» What is needed
Report each line from the records where the string "below" turns up.

» Supplied records
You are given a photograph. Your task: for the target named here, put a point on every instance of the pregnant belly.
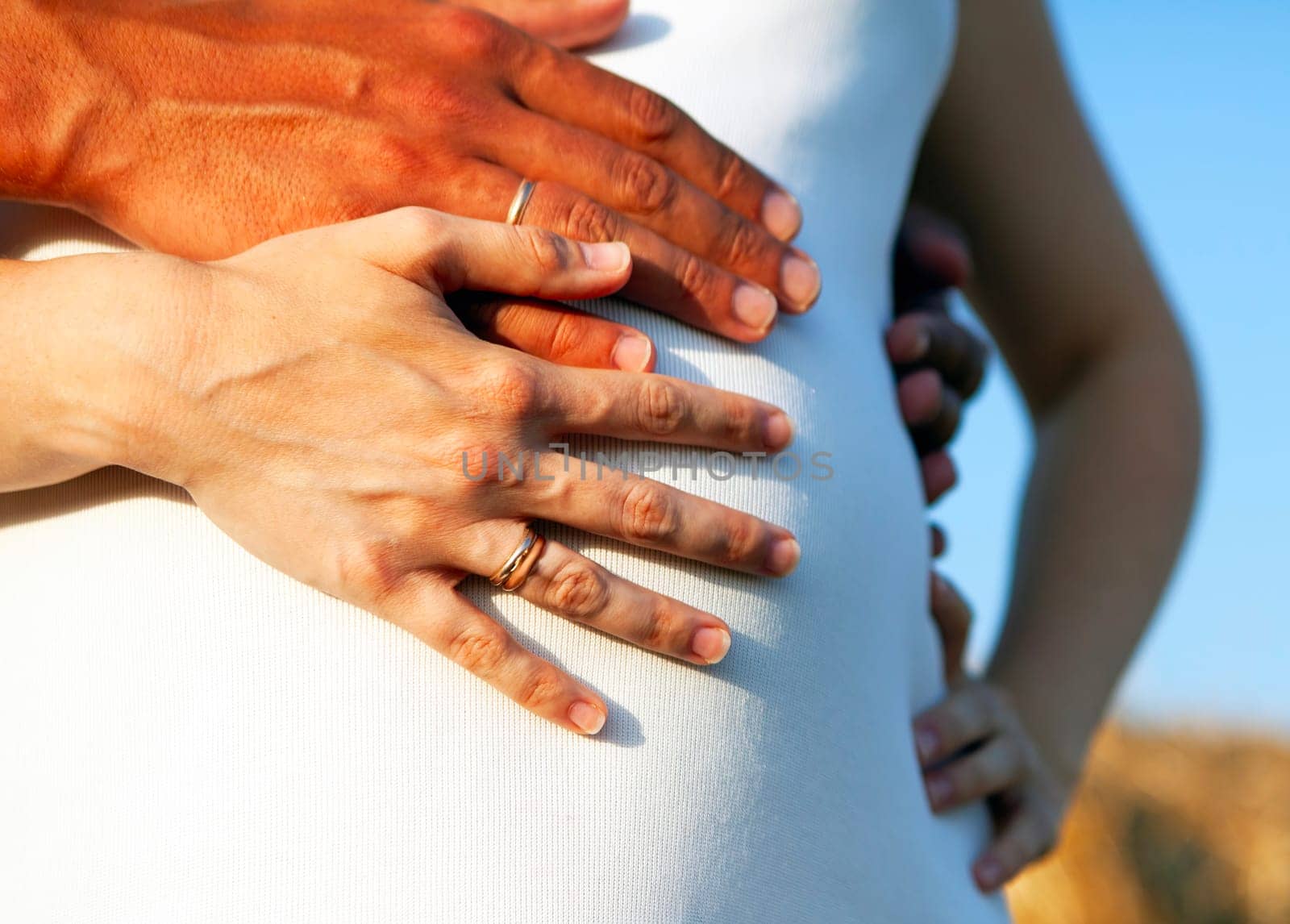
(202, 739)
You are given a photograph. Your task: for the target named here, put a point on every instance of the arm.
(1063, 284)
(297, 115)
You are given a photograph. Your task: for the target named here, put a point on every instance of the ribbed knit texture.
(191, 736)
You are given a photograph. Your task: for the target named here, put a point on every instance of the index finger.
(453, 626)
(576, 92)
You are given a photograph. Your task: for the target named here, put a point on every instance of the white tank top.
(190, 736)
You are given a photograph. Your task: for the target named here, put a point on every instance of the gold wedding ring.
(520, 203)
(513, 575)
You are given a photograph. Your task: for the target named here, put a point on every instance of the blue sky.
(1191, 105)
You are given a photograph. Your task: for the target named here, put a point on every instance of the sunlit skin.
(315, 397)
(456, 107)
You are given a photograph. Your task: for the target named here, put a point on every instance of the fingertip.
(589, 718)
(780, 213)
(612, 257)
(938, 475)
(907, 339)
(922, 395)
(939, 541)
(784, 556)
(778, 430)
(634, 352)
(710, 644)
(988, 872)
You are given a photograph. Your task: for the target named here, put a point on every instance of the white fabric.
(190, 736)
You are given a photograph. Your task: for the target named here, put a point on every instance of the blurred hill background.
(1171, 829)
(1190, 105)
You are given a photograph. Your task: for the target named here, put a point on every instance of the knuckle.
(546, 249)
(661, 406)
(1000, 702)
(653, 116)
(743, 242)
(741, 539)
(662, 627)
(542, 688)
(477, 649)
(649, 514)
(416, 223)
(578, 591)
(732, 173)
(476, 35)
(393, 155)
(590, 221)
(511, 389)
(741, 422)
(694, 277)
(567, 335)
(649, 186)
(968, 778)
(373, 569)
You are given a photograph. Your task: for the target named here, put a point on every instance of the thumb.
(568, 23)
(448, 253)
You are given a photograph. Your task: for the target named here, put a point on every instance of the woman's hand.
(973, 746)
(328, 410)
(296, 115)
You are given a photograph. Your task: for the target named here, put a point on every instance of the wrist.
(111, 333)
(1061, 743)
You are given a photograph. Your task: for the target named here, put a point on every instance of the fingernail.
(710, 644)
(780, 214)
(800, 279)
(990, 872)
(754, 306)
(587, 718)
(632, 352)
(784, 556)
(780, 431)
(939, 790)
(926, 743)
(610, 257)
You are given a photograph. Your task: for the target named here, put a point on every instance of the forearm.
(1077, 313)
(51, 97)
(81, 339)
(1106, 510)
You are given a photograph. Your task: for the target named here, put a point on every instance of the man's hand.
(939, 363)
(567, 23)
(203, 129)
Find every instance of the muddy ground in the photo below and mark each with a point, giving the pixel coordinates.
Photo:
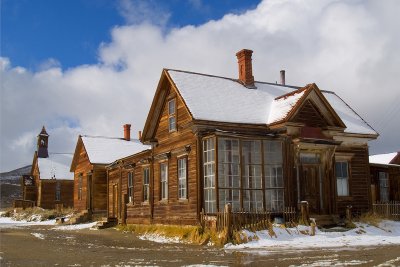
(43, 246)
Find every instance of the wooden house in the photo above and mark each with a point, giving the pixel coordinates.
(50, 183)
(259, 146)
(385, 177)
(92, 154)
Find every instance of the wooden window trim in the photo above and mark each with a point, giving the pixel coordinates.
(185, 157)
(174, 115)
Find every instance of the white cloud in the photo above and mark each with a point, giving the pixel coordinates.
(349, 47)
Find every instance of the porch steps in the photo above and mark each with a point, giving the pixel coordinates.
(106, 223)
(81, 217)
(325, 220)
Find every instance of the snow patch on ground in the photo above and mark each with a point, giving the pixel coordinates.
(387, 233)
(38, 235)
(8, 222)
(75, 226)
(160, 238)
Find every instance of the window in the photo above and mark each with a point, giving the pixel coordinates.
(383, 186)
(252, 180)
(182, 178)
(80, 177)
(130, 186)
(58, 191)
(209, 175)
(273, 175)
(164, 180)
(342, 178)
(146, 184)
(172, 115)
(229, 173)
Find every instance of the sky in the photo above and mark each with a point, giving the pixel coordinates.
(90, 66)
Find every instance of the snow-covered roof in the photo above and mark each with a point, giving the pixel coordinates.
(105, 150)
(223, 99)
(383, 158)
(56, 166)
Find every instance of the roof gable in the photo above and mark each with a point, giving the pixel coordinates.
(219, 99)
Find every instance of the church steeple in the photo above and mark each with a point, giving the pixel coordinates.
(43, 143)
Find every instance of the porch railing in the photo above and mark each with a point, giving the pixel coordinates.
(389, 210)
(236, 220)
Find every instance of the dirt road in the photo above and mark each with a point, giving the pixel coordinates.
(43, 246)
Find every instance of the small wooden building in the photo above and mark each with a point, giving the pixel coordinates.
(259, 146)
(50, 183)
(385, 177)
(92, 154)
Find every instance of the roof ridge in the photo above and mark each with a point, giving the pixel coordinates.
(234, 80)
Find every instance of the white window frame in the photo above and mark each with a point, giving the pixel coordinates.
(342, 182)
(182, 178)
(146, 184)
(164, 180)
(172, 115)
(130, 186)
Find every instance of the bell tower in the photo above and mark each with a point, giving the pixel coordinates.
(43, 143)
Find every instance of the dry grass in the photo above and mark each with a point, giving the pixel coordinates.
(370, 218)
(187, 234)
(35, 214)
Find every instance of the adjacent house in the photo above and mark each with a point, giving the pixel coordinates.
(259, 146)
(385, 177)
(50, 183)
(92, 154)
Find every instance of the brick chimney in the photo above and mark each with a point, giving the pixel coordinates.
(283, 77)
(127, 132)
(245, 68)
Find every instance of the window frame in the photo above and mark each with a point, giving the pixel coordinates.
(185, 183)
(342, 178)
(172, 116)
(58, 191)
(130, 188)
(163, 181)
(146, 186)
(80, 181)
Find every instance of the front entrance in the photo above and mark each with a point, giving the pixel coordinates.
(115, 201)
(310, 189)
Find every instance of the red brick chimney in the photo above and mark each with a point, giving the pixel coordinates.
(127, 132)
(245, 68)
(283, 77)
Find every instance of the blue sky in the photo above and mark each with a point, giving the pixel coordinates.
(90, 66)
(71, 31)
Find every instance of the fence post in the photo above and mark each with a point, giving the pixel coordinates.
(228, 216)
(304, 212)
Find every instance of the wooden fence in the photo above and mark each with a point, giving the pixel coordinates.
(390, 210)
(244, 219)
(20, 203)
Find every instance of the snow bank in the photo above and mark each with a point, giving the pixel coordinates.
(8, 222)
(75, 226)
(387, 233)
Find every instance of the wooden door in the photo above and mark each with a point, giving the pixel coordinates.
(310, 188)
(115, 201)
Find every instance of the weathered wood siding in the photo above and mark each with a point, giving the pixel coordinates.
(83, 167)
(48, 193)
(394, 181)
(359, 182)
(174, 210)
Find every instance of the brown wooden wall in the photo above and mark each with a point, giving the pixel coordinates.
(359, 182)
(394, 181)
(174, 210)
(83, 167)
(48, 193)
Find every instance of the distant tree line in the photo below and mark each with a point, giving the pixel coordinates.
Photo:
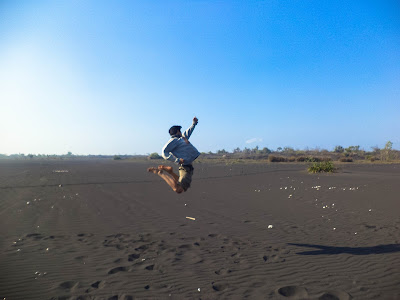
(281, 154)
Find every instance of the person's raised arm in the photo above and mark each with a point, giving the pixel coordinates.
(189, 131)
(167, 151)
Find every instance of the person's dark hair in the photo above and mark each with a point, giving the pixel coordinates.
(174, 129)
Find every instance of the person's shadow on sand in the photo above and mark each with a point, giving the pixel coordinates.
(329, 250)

---

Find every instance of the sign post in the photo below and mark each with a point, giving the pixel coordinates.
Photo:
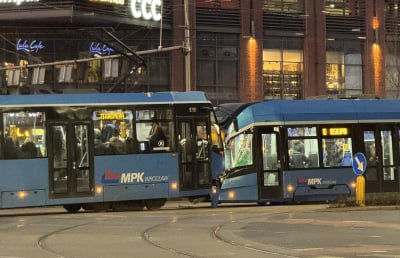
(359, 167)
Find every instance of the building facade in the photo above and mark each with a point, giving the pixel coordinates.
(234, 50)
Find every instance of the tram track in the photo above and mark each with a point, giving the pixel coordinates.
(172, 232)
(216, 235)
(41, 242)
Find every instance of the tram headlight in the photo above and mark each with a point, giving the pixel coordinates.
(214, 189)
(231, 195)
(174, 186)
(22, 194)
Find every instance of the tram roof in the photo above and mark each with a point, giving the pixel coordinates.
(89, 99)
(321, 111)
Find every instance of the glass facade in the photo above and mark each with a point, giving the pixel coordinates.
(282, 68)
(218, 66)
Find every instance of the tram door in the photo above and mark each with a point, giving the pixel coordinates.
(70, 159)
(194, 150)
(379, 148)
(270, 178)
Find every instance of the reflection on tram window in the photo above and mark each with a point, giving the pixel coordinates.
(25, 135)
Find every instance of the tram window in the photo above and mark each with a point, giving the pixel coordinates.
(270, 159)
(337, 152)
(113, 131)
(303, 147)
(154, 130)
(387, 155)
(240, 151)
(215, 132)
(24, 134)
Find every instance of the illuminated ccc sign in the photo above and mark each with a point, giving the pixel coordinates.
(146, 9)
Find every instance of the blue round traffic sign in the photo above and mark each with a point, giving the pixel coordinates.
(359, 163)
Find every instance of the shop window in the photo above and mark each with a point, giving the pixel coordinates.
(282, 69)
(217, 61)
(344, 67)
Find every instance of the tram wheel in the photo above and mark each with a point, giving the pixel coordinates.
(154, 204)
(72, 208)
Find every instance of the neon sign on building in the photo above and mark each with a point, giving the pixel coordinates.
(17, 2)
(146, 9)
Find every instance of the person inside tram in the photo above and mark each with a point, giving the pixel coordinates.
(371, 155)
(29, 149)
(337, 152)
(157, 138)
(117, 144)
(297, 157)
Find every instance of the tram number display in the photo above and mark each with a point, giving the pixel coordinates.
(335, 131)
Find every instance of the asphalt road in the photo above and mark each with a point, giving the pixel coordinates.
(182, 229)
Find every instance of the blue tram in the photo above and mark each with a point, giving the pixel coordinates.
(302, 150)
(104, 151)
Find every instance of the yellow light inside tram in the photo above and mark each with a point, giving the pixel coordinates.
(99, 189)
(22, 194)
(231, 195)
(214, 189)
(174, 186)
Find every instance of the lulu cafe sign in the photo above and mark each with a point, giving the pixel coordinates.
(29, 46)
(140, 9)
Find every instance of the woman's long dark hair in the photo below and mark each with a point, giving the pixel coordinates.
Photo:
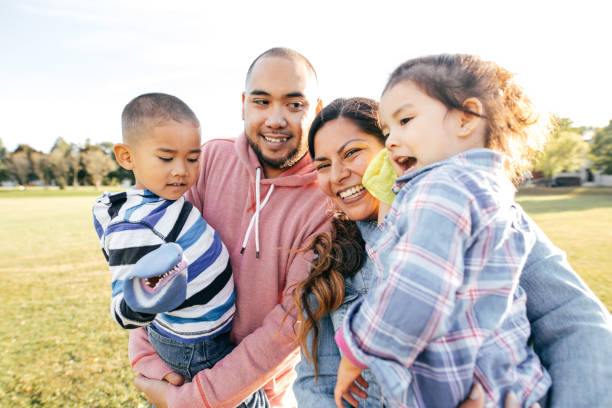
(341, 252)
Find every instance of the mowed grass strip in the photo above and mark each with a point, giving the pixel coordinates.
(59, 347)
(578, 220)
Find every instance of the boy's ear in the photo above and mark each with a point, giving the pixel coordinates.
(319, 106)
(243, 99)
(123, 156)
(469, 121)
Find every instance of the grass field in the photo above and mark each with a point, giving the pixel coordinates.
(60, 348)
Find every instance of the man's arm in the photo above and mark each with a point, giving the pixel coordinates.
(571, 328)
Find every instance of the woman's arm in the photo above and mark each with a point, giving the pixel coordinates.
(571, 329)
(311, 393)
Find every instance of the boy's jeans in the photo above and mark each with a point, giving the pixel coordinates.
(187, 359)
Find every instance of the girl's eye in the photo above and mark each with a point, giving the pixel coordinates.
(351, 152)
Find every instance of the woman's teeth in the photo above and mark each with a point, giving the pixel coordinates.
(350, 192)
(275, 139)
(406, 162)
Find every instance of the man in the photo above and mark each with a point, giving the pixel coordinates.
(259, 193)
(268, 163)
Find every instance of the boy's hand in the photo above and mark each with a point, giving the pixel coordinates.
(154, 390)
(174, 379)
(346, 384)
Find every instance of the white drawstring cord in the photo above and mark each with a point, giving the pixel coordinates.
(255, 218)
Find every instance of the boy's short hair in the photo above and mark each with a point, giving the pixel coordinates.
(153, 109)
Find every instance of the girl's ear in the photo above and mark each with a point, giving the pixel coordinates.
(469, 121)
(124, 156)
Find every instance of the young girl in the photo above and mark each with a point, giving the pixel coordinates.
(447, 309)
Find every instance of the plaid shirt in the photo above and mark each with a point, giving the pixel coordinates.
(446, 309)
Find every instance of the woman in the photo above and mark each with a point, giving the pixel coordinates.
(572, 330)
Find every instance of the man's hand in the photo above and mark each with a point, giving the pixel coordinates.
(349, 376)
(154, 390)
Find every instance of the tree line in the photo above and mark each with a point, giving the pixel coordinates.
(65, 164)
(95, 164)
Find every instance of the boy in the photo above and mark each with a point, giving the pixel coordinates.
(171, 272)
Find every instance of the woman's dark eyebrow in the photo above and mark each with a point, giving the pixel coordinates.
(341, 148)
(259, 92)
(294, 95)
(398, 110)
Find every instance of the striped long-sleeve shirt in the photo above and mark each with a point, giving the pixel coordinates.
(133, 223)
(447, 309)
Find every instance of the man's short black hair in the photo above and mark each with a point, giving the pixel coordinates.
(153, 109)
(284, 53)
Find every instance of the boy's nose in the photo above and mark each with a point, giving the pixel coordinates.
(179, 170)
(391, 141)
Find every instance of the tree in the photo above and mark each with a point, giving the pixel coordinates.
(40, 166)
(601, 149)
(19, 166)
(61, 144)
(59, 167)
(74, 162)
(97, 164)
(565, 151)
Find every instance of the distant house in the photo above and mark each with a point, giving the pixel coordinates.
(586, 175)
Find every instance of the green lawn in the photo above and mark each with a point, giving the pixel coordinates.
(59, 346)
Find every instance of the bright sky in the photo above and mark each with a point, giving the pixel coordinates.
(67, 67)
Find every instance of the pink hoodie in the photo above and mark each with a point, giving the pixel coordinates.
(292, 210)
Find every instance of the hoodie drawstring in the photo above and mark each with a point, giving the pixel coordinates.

* * *

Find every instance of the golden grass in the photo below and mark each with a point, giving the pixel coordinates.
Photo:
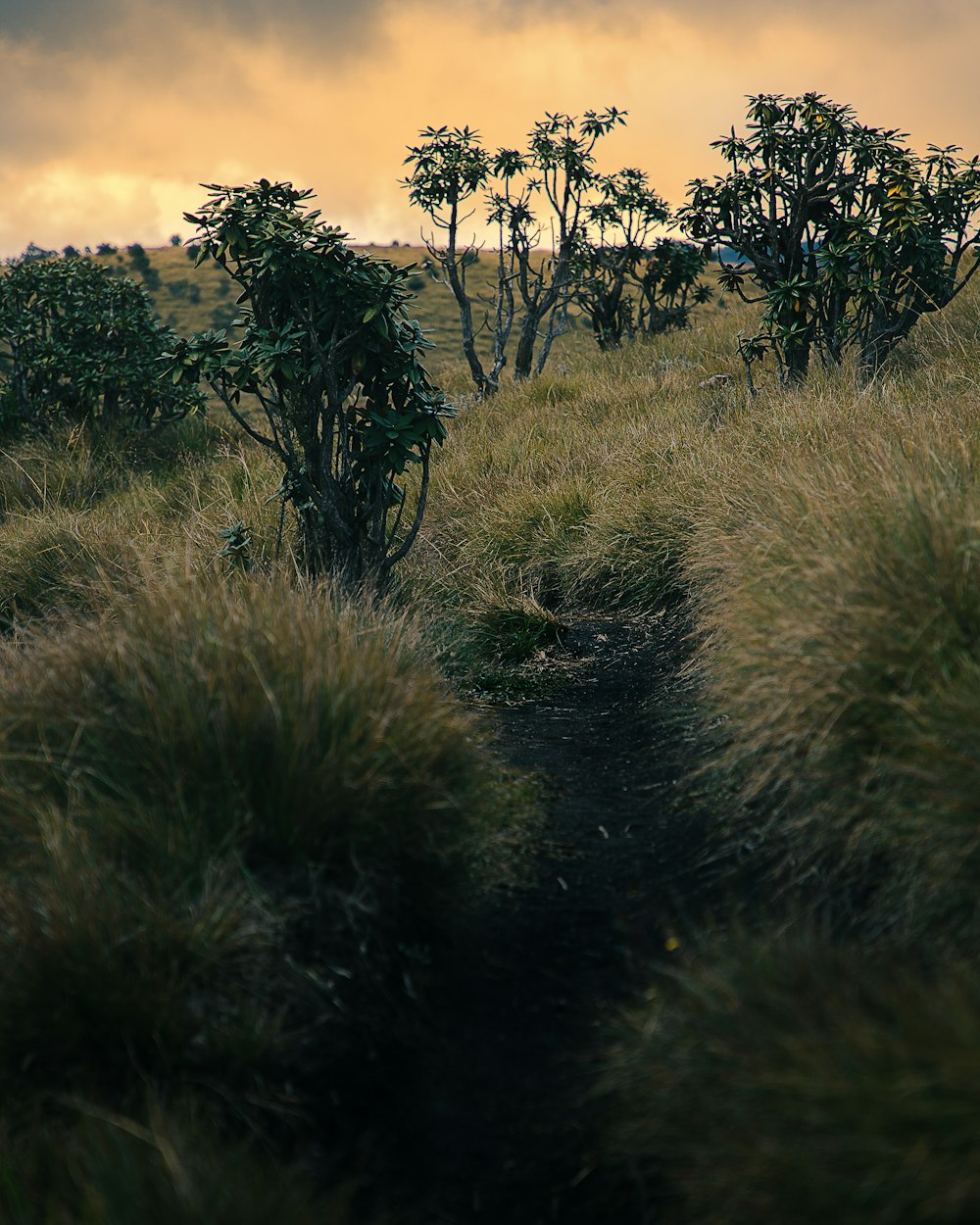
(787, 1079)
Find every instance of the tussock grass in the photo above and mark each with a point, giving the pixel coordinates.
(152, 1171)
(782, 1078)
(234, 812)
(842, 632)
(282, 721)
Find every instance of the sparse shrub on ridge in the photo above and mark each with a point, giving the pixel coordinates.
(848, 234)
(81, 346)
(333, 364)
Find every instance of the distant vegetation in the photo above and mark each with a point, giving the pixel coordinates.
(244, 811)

» Response
Find every instance of the muddy ground in the photo below and mark each with a point, giving the pixel coordinates.
Find every instance of the distant tree line in the photo below and mark each with a point, giving the pixel coordinates.
Find every instance of the sign post in the photo below and mark each with a point, giving the pixel coordinates.
Find every instance of the woman's long dark hair in the photo below and mark each with a point, giving the pixel coordinates.
Find every instance of the golden grass in the photo below and mark each with a point, giving the pixel coordinates.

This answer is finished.